Silas Marner – George Eliot

I’ve made a few attempts at reading Middlemarch and have failed miserably each time but do feel there must be something to George Eliot to explain her popularity so when on lithub.com I came across the following ‘recommendation’

George Eliot, Silas Marner (1861) : Like MiddlemarchSilas Marner is exquisitely written and ecstatically boring. Unlike Middlemarch, it is quite short.

I felt I had to make a go of it and I have a 1944 first Penguin Books edition on the shelves, so Silas Marner here we come…

Like several of her contemporaries Mary Anne Evans used a male pseudonym for her novels although unlike the Bronte sisters for example this was not how she was first published as she used her own name for her earlier translations, nevertheless it is as George Eliot that she is best known. She took the male name to avoid being pigeonholed as a romantic writer which would have undoubtedly have been the case in mid Victorian England and she wanted to write far more serious novels. Having finished, and enjoyed Silas Marner I have to say that the above quote that prompted me to pick up the book is extremely unfair. Yes there are some dull parts, especially when the ladies are getting ready for the new years party and seem to spend far too long discussing, and admiring each others dresses but even that had some interest in how they would prepare for a social gathering with outfits sent on in advance so they didn’t have to carry them in the carriage or on horseback.

Records to process |

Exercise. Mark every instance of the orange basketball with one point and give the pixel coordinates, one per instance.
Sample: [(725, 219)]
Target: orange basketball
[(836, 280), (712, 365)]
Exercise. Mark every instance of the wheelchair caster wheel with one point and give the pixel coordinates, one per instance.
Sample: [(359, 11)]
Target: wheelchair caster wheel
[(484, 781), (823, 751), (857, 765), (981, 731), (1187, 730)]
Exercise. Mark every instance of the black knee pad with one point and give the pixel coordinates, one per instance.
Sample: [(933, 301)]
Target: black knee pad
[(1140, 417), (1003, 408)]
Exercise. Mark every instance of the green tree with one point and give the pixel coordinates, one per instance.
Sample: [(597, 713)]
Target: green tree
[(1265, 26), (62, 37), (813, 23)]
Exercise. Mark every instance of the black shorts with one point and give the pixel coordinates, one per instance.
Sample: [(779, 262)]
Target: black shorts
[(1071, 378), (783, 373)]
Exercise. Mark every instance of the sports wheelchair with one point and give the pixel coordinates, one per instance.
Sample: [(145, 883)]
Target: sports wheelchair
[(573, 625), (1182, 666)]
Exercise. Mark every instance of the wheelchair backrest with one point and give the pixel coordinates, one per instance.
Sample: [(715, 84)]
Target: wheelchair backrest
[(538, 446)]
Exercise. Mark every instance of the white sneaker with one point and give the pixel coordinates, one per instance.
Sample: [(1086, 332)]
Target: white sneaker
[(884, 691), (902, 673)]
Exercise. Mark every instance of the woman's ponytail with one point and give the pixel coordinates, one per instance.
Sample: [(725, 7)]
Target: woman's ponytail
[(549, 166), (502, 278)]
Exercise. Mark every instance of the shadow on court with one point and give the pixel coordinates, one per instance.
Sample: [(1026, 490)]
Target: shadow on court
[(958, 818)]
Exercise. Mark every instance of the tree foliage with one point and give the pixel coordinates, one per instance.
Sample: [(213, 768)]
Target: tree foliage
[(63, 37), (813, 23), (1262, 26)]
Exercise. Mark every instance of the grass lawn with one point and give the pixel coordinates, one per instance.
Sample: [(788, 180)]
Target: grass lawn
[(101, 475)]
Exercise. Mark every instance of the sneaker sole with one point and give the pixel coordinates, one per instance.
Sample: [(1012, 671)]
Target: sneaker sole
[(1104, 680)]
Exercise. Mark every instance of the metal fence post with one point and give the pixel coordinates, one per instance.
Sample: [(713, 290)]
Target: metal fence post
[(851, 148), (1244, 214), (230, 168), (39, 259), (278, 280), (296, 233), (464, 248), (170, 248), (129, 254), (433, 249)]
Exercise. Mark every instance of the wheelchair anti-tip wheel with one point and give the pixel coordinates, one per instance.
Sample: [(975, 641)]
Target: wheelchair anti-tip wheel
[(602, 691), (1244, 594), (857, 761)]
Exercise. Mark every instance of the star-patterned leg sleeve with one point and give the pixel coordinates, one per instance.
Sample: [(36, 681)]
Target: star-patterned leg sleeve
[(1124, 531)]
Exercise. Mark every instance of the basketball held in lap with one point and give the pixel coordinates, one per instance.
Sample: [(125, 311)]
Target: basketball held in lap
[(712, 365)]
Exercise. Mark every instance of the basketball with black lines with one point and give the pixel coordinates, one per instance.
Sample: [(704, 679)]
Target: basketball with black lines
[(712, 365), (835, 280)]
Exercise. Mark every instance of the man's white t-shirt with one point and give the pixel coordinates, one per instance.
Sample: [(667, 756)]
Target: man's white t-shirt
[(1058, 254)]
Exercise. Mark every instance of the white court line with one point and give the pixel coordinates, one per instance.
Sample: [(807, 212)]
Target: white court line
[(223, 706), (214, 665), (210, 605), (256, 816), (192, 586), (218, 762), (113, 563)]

Set tasks |
(1) Reproduce, word for word, the stretch of the Silas Marner review from "George Eliot, Silas Marner (1861)" through "is quite short.".
(2) Transcribe the entries from the line that contains "Exercise. Mark every instance of the shadow" through the line that contains "[(1124, 531)]", including both of those lines, without changing anything.

Exercise results |
(1)
George Eliot, Silas Marner (1861) : Like MiddlemarchSilas Marner is exquisitely written and ecstatically boring. Unlike Middlemarch, it is quite short.

(2)
Exercise. Mark every instance of the shadow on court with one point and give the pixel coordinates, one per instance.
Sample: [(1026, 490)]
Target: shadow on court
[(958, 818)]
Exercise. Mark every instance of the tree foliage with one point and give the pixel coordinates, one per instance.
Sample: [(213, 768)]
Target: tree foliage
[(63, 37), (813, 23), (1262, 26)]
Exercise. Mark every instance of the grass lawn with one point and give the pixel coordinates, one per instance.
Sample: [(788, 180)]
Target: grass lawn
[(101, 475)]
Exercise. Mark every instance of the sneaker sole with one point and give the pixel coordinates, one per instance.
Sample: [(1012, 671)]
Target: sneaker sole
[(1104, 680)]
Exercise. Mark every instance of the metal fence post with one point and give the pixel coordinates, one per instance.
Sample: [(713, 290)]
Target: metal fence post
[(851, 148), (1244, 214), (230, 168), (39, 259), (278, 280), (296, 233), (464, 248), (170, 248), (129, 254), (433, 249)]
Exercise. Mark every instance of the wheelchair anti-tip wheel with one point and give the pixel coordinates, one per instance.
Sample: [(975, 641)]
Target: wheelchair anti-tip wheel
[(602, 691), (1244, 594), (857, 761)]
Exercise. Mark every instance of the star-patterned leg sleeve with one point and give the pixel coordinates, one per instance.
Sample: [(36, 681)]
Target: star-patterned leg sleeve
[(1124, 531)]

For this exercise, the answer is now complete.